*** Block opens ***

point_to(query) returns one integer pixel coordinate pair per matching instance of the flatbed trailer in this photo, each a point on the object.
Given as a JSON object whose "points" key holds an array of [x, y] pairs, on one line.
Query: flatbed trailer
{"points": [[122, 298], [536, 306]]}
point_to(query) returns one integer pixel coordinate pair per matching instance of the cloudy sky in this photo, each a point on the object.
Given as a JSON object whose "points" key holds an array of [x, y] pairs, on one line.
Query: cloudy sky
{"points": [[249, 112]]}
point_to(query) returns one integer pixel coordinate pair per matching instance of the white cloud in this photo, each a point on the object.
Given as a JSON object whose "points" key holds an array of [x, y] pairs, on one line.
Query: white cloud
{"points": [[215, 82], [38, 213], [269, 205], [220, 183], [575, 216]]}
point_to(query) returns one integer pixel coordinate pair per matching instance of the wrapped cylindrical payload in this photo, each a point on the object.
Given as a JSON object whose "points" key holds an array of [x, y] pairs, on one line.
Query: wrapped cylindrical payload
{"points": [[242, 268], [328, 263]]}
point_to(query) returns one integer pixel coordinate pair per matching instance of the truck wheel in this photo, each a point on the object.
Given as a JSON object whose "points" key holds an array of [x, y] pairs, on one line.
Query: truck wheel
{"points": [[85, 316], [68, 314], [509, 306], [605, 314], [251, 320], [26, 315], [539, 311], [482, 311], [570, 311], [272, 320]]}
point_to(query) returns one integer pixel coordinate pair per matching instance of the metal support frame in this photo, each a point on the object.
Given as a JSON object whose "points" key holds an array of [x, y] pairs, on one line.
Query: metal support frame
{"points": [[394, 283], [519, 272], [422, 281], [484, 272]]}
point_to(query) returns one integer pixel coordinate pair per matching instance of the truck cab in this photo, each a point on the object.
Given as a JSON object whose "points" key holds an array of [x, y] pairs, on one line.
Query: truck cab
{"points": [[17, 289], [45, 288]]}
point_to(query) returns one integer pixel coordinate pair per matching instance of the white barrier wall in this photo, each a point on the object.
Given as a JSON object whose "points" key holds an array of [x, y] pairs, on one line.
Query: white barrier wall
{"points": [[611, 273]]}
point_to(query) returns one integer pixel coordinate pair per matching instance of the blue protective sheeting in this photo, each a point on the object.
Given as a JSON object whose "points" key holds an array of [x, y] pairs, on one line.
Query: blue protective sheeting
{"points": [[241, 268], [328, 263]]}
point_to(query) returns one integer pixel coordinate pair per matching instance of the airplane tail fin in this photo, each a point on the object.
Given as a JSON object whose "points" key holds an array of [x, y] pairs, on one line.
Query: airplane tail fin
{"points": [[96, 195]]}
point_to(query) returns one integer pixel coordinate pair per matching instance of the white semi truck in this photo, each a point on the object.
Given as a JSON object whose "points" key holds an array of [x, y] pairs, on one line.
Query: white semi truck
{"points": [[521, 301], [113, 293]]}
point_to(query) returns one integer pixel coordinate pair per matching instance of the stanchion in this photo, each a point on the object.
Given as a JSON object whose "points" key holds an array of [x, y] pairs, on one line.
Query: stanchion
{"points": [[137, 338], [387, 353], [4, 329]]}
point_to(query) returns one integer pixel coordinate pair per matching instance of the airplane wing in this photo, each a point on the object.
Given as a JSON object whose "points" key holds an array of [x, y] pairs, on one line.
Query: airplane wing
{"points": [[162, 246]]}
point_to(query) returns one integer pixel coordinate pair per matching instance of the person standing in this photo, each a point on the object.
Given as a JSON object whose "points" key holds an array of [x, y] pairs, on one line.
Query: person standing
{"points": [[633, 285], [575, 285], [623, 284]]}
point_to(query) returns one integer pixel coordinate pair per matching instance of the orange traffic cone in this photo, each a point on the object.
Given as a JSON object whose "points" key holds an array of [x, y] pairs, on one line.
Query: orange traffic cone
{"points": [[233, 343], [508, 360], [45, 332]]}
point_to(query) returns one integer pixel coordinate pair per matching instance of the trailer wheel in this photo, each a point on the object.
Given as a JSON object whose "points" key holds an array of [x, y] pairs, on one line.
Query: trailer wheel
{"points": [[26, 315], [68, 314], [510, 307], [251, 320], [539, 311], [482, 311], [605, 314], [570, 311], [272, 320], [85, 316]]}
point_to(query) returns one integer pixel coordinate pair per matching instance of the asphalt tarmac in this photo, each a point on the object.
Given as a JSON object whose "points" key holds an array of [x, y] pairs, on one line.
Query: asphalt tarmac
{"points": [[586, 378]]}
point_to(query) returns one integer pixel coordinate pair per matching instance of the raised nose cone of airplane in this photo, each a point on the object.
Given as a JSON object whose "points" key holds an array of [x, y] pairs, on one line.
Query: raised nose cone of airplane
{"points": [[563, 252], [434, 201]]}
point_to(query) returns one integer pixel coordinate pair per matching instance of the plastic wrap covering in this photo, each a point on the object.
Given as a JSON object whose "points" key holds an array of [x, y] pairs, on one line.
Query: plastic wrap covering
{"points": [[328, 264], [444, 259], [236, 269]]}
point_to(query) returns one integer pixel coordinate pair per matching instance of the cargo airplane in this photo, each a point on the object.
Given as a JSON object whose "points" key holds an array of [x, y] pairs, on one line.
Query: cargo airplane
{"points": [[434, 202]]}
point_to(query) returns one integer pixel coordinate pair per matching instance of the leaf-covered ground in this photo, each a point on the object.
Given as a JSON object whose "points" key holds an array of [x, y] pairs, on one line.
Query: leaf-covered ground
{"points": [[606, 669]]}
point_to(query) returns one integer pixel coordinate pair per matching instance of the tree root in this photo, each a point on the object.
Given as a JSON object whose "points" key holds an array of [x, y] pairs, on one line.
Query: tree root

*** Block closes ***

→ Work item:
Above are the lines; repeat exactly the ones from the line containing "of the orange" down to the line containing "of the leaf-covered", both inclusive.

→ Finished task:
point_to(query) returns one integer pixel coordinate pair per matching instance of the orange traffic cone in this photo, each a point on the object.
Given as a JSON object whose "points" key holds an array of [x, y] pairs, on one line.
Query: orange traffic cone
{"points": [[233, 343], [508, 360], [45, 332]]}
point_to(query) returns one integer pixel coordinate pair per matching instance of the trailer wheel in this photo, each a point on the object.
Given as a JSON object whose "points" key holds an array of [x, y] pairs, on one line.
Query: trailer wheel
{"points": [[26, 315], [68, 314], [510, 307], [251, 320], [539, 311], [482, 311], [605, 314], [570, 311], [272, 320], [85, 316]]}
point_to(query) returns one integer pixel coordinate pair per matching instance of the asphalt tarmac in this photo, each a point on the object.
Given as a JSON object whose "points" key holds an array of [x, y] pairs, on one line.
Query: asphalt tarmac
{"points": [[586, 378]]}
point_to(query) returns one integer pixel coordinate pair per matching instance of the raised nose cone of airplane in this photo, each a point on the object.
Given as a JSON object whose "points" key holds an array of [x, y] pairs, on one line.
Query: raised nose cone of airplane
{"points": [[563, 252], [434, 201]]}
point_to(query) returns one integer pixel coordinate pair per matching instance of the plastic wrap covering in this photo, each a point on the object.
Given as a JSON object whose "points" key holds an array of [x, y] pairs, on one line.
Query: plastic wrap covering
{"points": [[328, 264], [444, 259], [236, 269]]}
point_to(query) returns one integer pixel coordinate pair per matching instance of the cargo airplane in this photo, each a point on the object.
Given as a JSON object whose "points" key holds an array of [x, y] pairs, on one line.
Query: cargo airplane
{"points": [[434, 202]]}
point_to(query) returns one integer pixel coordinate pair per matching instance of the leaf-covered ground in this photo, each a point on the object.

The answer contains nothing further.